→ EXERCISE PROMPT
Convert every line of the material below into a numbered list, leaving out any blank lines.

Records from a data source:
▽
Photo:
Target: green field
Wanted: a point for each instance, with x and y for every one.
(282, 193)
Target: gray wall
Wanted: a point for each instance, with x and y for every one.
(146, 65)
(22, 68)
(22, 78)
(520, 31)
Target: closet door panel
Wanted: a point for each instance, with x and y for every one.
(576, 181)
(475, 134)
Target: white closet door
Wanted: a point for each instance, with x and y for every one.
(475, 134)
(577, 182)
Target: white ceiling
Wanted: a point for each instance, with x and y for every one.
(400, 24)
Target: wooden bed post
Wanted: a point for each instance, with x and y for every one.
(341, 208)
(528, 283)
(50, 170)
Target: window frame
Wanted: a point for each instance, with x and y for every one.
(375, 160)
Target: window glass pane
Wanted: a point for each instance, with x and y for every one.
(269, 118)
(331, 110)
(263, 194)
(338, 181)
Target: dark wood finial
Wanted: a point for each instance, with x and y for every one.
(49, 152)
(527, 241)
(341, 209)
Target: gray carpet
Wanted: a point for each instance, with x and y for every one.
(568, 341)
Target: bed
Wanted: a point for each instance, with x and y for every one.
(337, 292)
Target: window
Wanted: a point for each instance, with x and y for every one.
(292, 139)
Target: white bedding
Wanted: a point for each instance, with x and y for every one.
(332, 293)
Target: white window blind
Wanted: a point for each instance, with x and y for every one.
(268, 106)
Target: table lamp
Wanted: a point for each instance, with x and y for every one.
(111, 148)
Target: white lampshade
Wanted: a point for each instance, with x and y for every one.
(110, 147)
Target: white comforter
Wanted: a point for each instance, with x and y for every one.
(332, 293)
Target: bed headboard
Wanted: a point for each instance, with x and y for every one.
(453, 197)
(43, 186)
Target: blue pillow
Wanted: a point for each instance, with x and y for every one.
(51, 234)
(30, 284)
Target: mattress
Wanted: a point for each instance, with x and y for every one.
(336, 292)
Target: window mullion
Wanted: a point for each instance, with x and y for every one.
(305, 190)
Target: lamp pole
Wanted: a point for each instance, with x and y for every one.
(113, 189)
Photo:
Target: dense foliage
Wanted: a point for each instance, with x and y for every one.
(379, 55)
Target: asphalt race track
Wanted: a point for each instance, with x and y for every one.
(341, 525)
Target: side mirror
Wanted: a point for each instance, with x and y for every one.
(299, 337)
△
→ EXPECTED OUTPUT
1. Photo:
2. Target: green field
3. Wanted: a point for each instance, with x and y for every one.
4. (282, 193)
5. Target: gray wall
6. Wanted: a point for each instance, with x and y for every one.
7. (146, 65)
8. (22, 68)
9. (22, 78)
10. (520, 31)
11. Target: closet door panel
12. Wanted: a point for each instance, with x and y for every one.
13. (576, 181)
14. (475, 134)
15. Target: white closet door
16. Wanted: a point for each instance, with x and y for every one.
17. (475, 134)
18. (577, 182)
19. Target: white ceiling
20. Wanted: a point for each instance, with x and y for every one.
21. (400, 24)
22. Target: wooden bed post
23. Wanted: a point for each instance, with x and y for every one.
24. (341, 208)
25. (528, 283)
26. (50, 170)
27. Target: window frame
28. Wanted: a point for each instance, with x and y for every one.
29. (375, 160)
30. Target: window glass pane
31. Wanted: a point for each instance, with x and y for every one.
32. (269, 118)
33. (331, 110)
34. (263, 194)
35. (338, 181)
36. Target: dark wood finial
37. Wanted: a point for each instance, with x and y for every one.
38. (49, 152)
39. (527, 241)
40. (341, 209)
41. Target: gray carpet
42. Wanted: a point for each instance, with x and y for every one.
43. (568, 341)
44. Target: bed
45. Wanted: a point for each instance, with x and y for every one.
46. (337, 292)
47. Target: window
48. Wanted: a point for each instance, with x and y for every one.
49. (292, 139)
50. Target: white bedding
51. Wanted: a point for each instance, with x and y for every one.
52. (332, 293)
53. Target: white window blind
54. Wanted: a point for each instance, with x and y for every one.
55. (268, 106)
56. Target: table lamp
57. Wanted: a point for each instance, with x and y for every one.
58. (111, 148)
59. Target: white lampshade
60. Wanted: a point for each instance, with x and y for every one.
61. (110, 147)
62. Target: white comforter
63. Wanted: a point for each instance, with x and y for every one.
64. (332, 293)
65. Target: bed headboard
66. Wanted: a point for each instance, with x and y for every one.
67. (453, 197)
68. (43, 186)
69. Target: blue pillow
70. Wanted: a point for each instance, with x and y for every one.
71. (51, 234)
72. (30, 284)
73. Target: mattress
74. Wanted: a point for each instance, with x and y for every one.
75. (336, 292)
76. Target: window mullion
77. Wanted: a point for each instance, with x and y for every one.
78. (305, 190)
79. Target: lamp pole
80. Wanted: a point for each instance, with x and y for every one.
81. (113, 189)
82. Photo:
83. Target: dense foliage
84. Wanted: a point for each instance, with x and y for every one.
85. (379, 55)
86. Target: asphalt race track
87. Wanted: a point for each instance, with x and y for every one.
88. (341, 525)
89. Target: side mirror
90. Wanted: a point for each instance, with x and y for every one.
91. (299, 337)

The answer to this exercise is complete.